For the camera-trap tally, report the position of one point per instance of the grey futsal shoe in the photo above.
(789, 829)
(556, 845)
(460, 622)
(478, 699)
+===+
Required work: Each of the records is to be repeated word for word.

Response area:
For the camera-trap tally, report the position of one point per instance of the grey futsal shoe in the photo above.
(789, 829)
(556, 845)
(460, 622)
(478, 699)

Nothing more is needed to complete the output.